Items from a dataset:
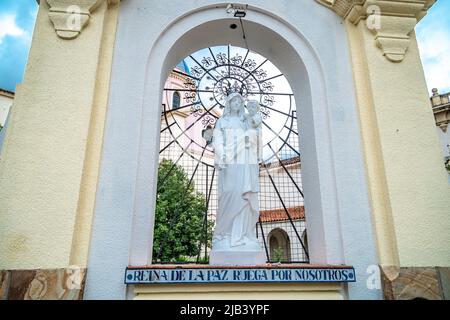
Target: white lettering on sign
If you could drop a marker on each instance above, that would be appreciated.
(218, 275)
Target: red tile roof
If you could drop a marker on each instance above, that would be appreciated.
(274, 215)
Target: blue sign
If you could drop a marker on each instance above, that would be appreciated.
(161, 275)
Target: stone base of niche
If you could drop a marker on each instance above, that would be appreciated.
(56, 284)
(409, 283)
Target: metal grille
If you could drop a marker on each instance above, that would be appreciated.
(203, 80)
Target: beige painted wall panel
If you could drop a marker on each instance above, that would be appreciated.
(410, 192)
(42, 161)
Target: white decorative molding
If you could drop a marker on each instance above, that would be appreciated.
(69, 17)
(391, 21)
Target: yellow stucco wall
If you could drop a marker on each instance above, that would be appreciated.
(49, 163)
(408, 184)
(304, 291)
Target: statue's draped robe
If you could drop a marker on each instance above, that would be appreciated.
(238, 183)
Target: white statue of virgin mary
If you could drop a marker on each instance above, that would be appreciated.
(236, 158)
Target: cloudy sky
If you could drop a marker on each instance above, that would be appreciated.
(17, 19)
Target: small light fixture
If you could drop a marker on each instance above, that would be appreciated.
(237, 10)
(240, 14)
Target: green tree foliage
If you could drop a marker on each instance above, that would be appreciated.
(179, 220)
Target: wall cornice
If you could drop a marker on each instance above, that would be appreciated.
(390, 21)
(69, 17)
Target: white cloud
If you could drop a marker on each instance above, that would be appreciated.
(435, 53)
(8, 27)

▶ **Exercise description**:
The complete set of records should be written out again, pictures excluded.

▶ **Expected output**:
Target: white lettering on sign
If you could drop a marker on each instance above, that would be appreciated.
(218, 275)
Target: red tile roof
If you could drop a marker on each instance above, that would be appreciated.
(274, 215)
Target: blue sign
If you could drop a marker on each instance above, that would be appreciated.
(161, 275)
Target: stone base of niche
If you could drop a marker on each instance above, that would be appreciated.
(56, 284)
(409, 283)
Target: metal grille
If you could drop a marker on each instance above, that would be appreciated.
(203, 80)
Target: beige painted wall panel
If you could drop a marker on each instance above, that would be appreciated.
(410, 192)
(42, 161)
Target: white decorative molding
If you could drop a marker on each instance above, that would be appreciated.
(69, 17)
(391, 21)
Target: yellow stucco wall
If you could drop a marker on each instance above, that would be appreciated.
(49, 163)
(408, 184)
(304, 291)
Target: statue's draped robe
If you could drop a marker on each instance above, that would be appreciated.
(238, 183)
Target: white statue of virgin mary
If you could drop a marker on each instance above, that would be appreciated.
(236, 158)
Target: cloudy sky
If you could drop a marker on each instance above, that would be appreciated.
(17, 19)
Target: small light fixture
If you could drop a marker on each instance above, that would be appreciated.
(237, 10)
(240, 14)
Target: green tree foliage
If you could drop a marker on each instance above, that would be appreciated.
(179, 220)
Target: wall cornice
If you could drop a marker on each instance above, that would be appreciated.
(390, 21)
(69, 17)
Target: white cloud
If you could drop a marker on each instance above, that would be appreciated.
(435, 53)
(8, 27)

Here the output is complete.